● Required work:
Rewrite the lines of the items below as a Markdown table with the columns n (the row number) and Line, starting at the line containing "Practice. Identify the vertical" and ending at the last line of the items. Leave out any blank lines.

● Extracted material:
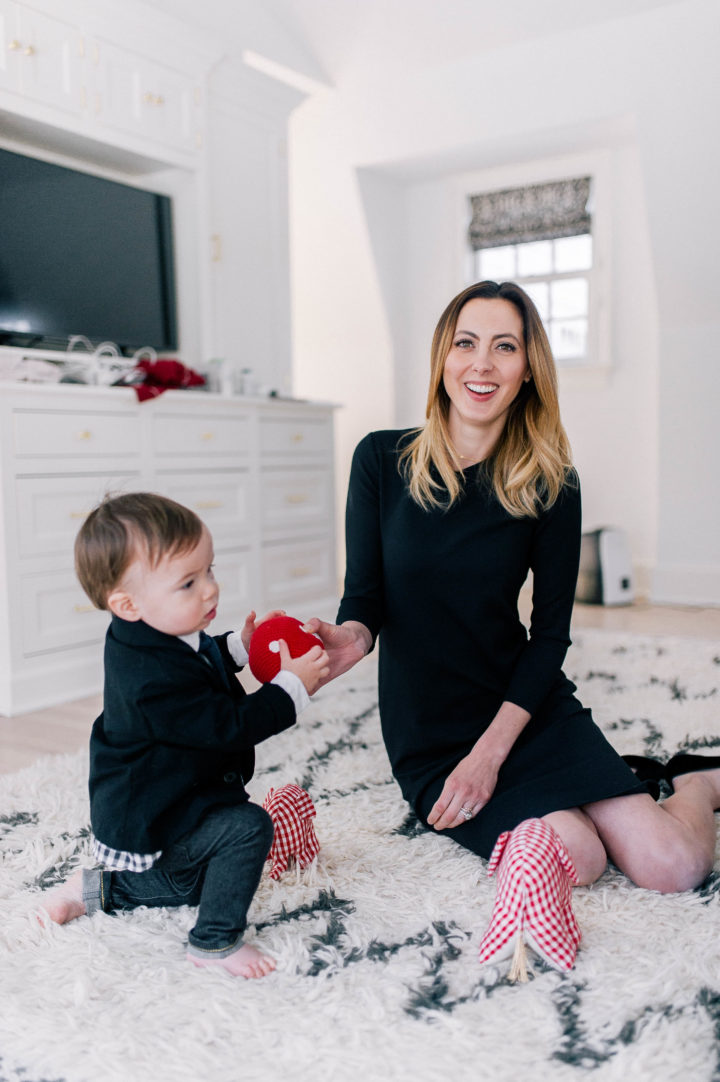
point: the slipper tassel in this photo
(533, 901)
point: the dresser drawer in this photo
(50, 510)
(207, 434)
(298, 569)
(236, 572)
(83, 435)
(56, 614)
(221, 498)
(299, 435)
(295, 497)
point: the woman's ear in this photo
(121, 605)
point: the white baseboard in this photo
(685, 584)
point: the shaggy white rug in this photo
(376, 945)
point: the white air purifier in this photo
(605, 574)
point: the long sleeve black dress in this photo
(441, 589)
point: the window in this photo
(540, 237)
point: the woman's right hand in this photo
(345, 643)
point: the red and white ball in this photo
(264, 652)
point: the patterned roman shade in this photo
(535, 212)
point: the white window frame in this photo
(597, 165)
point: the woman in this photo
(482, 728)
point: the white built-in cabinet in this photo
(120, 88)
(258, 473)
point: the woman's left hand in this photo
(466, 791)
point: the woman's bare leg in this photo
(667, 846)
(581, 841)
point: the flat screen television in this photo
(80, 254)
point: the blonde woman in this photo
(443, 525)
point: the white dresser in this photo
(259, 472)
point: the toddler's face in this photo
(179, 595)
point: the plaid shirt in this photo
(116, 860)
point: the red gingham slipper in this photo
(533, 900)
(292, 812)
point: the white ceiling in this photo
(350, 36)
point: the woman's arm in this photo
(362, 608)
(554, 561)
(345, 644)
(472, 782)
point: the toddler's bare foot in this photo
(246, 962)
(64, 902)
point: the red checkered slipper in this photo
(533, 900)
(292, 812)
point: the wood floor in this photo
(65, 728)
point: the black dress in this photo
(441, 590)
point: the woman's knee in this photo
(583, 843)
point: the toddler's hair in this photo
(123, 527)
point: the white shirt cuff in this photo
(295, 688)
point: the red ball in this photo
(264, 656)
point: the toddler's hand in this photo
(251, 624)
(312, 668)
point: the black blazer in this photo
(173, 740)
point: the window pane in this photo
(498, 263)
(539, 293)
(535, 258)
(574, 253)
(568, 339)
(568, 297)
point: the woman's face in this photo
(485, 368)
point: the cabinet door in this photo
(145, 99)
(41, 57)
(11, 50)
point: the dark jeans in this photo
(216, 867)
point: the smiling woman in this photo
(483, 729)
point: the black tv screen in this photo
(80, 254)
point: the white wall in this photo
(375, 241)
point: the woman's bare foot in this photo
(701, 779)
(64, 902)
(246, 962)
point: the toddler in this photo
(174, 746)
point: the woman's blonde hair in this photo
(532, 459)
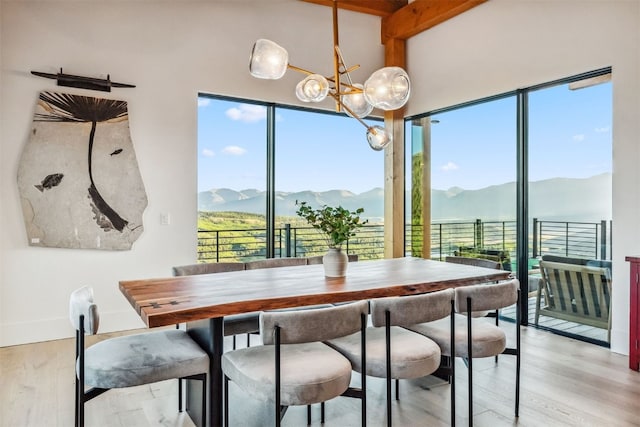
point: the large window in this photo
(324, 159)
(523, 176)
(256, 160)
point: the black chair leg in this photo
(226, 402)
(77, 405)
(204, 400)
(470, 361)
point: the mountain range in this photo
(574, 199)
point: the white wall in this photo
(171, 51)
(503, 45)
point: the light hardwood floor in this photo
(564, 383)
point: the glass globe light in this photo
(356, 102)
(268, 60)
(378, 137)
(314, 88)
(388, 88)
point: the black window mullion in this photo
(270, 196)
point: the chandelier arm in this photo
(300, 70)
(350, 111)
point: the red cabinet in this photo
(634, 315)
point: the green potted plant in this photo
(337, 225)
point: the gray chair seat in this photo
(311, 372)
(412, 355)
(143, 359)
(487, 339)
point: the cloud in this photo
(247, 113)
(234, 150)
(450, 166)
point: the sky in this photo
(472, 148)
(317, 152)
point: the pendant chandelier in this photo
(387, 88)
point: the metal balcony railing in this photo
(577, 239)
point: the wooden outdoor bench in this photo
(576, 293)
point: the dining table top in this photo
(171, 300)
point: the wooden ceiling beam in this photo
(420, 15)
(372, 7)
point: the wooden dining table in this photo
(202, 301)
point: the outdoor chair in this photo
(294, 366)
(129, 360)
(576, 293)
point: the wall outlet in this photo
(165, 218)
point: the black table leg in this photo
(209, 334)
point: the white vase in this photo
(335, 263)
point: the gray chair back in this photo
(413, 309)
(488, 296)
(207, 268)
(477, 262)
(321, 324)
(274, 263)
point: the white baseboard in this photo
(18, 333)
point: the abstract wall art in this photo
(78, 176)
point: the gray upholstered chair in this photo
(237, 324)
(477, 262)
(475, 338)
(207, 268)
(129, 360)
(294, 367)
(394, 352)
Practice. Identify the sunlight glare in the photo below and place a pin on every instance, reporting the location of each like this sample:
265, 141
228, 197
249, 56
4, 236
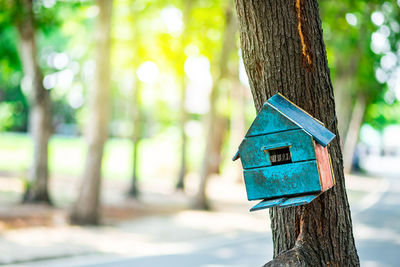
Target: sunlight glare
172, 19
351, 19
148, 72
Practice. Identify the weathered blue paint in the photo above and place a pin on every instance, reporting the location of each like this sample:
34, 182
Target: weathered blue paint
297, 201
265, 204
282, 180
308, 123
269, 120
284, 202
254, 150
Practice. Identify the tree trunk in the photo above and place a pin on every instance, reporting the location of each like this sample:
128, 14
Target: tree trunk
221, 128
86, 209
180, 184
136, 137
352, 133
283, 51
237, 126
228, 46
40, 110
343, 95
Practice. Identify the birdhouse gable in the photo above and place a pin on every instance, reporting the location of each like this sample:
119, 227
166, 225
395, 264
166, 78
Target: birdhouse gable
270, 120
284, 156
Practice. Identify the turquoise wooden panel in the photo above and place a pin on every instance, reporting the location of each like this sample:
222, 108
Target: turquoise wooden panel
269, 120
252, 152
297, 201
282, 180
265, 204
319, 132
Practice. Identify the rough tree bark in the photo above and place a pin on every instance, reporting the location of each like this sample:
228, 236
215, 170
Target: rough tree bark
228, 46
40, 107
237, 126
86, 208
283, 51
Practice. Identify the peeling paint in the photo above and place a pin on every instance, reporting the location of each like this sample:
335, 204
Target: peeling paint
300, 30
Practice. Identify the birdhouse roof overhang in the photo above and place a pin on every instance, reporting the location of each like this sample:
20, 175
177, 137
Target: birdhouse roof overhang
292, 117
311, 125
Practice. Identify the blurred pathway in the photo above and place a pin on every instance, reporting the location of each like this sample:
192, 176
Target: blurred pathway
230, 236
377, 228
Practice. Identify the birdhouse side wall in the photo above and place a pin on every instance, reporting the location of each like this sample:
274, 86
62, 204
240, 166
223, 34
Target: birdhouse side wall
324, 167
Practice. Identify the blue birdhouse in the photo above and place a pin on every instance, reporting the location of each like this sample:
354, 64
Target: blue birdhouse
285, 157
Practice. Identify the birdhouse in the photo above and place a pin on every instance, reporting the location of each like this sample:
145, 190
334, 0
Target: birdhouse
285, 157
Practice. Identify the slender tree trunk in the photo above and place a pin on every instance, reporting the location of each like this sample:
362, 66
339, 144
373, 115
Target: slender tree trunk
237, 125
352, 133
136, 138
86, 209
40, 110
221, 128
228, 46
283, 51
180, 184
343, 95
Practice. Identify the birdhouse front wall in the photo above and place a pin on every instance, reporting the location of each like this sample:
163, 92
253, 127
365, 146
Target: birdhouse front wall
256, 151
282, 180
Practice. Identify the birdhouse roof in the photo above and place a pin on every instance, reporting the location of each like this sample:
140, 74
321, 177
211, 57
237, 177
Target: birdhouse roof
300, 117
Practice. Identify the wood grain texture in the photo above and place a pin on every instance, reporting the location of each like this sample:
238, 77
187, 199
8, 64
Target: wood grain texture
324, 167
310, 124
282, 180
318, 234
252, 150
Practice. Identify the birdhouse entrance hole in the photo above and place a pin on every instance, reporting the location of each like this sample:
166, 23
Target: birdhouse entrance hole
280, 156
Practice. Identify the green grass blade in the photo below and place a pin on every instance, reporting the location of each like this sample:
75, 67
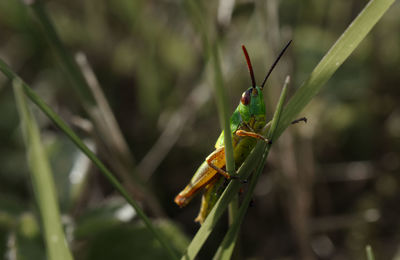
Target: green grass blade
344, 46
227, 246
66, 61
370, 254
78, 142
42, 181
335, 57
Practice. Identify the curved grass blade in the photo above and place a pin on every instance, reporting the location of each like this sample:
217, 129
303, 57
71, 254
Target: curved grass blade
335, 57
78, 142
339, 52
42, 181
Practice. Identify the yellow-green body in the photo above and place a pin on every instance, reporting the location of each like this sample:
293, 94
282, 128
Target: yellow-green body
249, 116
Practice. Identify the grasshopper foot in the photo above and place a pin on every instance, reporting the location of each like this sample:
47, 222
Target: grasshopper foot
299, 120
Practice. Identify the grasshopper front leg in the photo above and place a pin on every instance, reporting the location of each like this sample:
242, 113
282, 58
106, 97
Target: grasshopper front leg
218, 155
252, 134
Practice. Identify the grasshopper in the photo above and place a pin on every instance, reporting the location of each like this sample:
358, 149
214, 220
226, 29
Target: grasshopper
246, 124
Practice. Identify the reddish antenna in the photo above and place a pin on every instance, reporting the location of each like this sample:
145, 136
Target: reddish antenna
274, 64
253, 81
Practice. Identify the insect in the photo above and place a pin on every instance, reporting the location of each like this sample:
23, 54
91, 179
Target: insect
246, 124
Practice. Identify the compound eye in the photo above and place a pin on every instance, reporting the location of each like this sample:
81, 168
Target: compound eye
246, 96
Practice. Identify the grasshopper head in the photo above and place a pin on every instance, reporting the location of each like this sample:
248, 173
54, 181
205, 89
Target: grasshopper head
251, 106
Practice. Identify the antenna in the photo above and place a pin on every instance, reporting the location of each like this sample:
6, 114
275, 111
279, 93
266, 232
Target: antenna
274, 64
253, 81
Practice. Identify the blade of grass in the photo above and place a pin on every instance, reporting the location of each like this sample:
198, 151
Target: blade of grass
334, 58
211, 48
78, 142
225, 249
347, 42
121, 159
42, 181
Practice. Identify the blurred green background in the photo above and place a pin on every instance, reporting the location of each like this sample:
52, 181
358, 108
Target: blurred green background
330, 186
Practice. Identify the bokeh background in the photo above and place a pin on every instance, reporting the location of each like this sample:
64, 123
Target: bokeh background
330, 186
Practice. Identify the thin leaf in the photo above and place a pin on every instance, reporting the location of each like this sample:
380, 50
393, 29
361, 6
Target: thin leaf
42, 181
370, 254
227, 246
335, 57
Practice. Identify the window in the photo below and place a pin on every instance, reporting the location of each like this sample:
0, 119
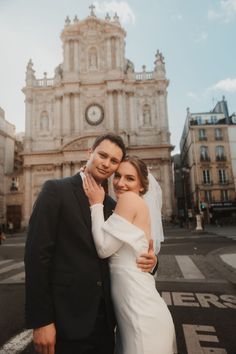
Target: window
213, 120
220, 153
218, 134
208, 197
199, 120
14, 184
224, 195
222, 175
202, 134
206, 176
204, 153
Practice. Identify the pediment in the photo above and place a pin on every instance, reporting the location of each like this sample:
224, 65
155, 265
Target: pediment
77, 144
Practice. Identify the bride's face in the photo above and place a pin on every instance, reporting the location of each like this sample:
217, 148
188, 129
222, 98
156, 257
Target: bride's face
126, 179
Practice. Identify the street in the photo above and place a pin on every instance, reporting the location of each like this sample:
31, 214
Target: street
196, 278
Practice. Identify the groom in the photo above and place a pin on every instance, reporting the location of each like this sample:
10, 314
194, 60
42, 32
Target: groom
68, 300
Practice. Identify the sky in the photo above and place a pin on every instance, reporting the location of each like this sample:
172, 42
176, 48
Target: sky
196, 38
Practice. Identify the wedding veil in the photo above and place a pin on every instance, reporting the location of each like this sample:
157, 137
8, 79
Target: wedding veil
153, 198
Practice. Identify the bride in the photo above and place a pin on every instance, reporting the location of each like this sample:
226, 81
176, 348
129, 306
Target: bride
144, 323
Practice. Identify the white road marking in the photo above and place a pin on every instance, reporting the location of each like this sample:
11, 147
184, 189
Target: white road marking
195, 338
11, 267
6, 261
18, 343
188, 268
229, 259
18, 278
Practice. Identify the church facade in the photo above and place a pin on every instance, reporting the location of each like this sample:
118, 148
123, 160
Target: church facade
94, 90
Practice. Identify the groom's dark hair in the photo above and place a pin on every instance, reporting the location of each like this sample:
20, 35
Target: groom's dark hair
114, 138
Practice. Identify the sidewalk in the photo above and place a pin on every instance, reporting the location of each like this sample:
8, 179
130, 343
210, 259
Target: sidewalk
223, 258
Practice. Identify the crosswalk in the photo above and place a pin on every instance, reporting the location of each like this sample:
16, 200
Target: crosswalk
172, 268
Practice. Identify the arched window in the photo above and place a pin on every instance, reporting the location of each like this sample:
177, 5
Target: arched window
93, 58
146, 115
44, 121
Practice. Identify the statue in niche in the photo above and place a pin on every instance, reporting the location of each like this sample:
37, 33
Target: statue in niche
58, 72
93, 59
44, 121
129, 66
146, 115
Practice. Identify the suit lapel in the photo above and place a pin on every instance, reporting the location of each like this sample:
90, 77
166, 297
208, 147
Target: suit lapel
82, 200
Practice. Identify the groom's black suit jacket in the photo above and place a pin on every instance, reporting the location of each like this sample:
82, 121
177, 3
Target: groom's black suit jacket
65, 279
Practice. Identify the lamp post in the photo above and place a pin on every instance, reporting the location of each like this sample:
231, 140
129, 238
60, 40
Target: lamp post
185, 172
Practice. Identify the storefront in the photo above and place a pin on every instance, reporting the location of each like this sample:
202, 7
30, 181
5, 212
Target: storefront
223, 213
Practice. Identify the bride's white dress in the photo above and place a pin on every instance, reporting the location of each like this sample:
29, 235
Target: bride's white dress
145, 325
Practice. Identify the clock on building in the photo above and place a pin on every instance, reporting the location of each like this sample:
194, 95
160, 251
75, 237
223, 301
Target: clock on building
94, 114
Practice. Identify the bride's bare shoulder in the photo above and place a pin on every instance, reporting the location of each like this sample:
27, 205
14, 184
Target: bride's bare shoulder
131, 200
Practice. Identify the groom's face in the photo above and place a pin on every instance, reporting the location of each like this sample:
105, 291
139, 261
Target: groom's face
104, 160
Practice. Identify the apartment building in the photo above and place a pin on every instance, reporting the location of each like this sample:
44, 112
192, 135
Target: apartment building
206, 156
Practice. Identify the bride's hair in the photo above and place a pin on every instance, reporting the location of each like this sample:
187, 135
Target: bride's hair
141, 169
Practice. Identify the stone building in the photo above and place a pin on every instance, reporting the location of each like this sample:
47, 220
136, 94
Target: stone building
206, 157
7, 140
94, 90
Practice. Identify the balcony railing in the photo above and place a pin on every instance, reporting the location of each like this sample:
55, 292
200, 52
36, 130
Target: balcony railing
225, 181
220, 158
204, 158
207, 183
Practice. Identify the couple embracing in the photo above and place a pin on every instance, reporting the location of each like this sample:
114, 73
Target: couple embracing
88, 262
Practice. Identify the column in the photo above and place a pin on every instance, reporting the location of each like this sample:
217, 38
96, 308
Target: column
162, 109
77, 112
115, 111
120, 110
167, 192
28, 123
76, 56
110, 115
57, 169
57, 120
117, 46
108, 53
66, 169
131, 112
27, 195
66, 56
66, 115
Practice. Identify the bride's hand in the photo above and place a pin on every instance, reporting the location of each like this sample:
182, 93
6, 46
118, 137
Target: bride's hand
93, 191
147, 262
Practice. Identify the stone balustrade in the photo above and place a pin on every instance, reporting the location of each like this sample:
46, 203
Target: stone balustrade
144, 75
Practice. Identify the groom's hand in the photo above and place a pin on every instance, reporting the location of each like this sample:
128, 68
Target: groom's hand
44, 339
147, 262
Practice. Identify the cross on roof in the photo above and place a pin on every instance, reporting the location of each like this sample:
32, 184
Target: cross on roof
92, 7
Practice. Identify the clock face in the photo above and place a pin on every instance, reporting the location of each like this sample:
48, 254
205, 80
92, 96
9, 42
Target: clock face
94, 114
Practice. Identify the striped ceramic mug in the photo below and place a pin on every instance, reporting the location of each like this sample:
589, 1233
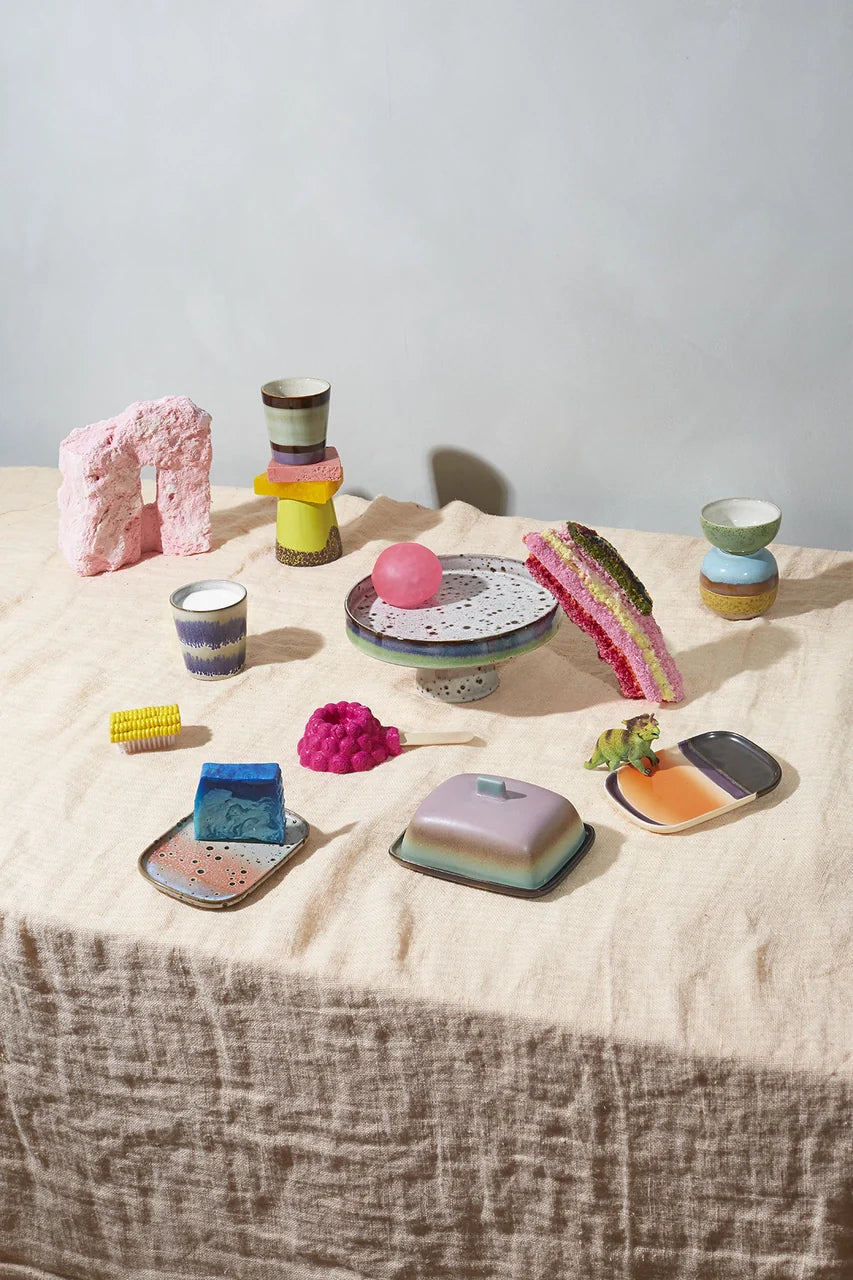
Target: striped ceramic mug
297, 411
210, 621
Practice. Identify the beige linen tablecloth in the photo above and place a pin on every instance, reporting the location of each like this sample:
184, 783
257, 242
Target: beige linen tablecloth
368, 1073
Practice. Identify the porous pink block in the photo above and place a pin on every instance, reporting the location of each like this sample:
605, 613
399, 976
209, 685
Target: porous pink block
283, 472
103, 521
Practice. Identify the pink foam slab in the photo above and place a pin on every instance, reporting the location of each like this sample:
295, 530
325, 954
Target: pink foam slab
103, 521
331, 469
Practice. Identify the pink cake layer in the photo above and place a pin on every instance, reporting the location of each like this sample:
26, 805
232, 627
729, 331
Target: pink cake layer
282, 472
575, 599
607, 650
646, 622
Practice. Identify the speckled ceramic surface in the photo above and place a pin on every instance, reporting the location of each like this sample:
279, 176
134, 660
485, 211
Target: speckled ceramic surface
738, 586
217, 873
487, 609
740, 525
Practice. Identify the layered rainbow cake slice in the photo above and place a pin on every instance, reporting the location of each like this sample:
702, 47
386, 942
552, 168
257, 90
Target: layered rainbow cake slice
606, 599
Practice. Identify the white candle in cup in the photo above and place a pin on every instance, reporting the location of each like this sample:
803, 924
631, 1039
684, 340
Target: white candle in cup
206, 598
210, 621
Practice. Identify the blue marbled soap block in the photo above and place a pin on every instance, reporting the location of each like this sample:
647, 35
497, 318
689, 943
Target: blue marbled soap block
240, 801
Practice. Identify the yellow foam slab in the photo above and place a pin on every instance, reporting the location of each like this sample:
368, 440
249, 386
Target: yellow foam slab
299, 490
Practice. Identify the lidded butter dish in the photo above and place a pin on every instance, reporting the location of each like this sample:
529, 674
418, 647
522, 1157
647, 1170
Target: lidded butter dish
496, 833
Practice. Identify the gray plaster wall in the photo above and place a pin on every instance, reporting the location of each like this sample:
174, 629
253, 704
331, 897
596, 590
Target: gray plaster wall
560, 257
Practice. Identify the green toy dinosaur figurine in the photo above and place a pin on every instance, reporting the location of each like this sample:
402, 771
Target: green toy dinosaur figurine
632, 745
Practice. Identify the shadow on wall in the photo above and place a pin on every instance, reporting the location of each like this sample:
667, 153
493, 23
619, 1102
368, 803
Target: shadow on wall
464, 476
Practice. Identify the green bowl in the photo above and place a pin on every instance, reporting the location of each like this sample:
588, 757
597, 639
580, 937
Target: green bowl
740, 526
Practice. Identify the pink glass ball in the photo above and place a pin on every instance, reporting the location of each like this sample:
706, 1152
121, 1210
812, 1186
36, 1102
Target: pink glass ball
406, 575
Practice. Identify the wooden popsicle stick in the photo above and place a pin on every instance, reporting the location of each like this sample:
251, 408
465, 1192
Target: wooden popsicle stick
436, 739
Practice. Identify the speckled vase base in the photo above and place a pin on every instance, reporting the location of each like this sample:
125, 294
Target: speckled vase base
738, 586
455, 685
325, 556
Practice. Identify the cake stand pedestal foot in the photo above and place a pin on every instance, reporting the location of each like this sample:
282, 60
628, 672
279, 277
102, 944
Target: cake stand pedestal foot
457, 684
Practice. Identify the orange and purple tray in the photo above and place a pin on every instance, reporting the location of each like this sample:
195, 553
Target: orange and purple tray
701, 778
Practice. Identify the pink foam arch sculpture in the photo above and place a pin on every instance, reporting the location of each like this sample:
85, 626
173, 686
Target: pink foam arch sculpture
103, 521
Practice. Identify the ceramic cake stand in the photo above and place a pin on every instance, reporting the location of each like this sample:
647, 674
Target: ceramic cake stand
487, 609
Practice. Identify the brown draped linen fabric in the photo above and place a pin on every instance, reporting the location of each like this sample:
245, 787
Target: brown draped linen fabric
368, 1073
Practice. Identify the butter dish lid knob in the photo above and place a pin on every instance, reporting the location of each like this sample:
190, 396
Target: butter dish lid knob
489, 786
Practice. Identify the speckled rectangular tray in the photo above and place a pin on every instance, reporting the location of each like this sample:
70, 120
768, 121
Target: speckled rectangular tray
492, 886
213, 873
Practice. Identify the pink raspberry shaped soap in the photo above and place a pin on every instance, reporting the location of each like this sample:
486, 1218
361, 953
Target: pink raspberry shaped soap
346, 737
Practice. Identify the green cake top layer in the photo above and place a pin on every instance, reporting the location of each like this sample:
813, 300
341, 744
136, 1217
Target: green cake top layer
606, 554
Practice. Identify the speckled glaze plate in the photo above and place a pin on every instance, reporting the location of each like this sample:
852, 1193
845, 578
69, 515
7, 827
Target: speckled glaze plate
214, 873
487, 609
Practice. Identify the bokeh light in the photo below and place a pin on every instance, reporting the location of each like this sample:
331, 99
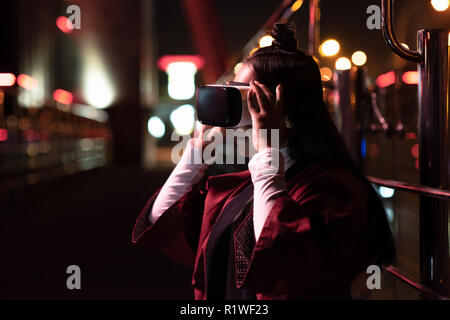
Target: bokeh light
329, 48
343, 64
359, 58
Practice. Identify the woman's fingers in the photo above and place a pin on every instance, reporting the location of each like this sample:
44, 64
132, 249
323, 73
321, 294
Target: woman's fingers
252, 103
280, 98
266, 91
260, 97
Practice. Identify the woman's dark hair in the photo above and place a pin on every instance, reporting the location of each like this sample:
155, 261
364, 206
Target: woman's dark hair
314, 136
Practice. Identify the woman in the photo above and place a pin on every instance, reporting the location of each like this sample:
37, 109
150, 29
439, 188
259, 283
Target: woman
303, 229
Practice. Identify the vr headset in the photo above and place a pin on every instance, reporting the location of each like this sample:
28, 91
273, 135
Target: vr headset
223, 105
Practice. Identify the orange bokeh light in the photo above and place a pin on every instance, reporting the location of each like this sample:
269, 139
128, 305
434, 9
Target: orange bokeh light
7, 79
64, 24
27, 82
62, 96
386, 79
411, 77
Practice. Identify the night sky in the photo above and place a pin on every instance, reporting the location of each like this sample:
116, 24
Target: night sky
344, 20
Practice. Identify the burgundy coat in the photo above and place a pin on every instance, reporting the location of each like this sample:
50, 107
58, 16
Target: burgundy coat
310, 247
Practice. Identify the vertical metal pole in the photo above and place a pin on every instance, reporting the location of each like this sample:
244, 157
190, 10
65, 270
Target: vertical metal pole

● Task response:
| n | Line |
|---|---|
| 1 | Practice. Identify the vertical metal pole in the photo above and place a pin on every instance, reporting the location of each like this sample: |
| 2 | 244, 157 |
| 3 | 190, 10 |
| 4 | 65, 270 |
| 5 | Target: vertical metal pole |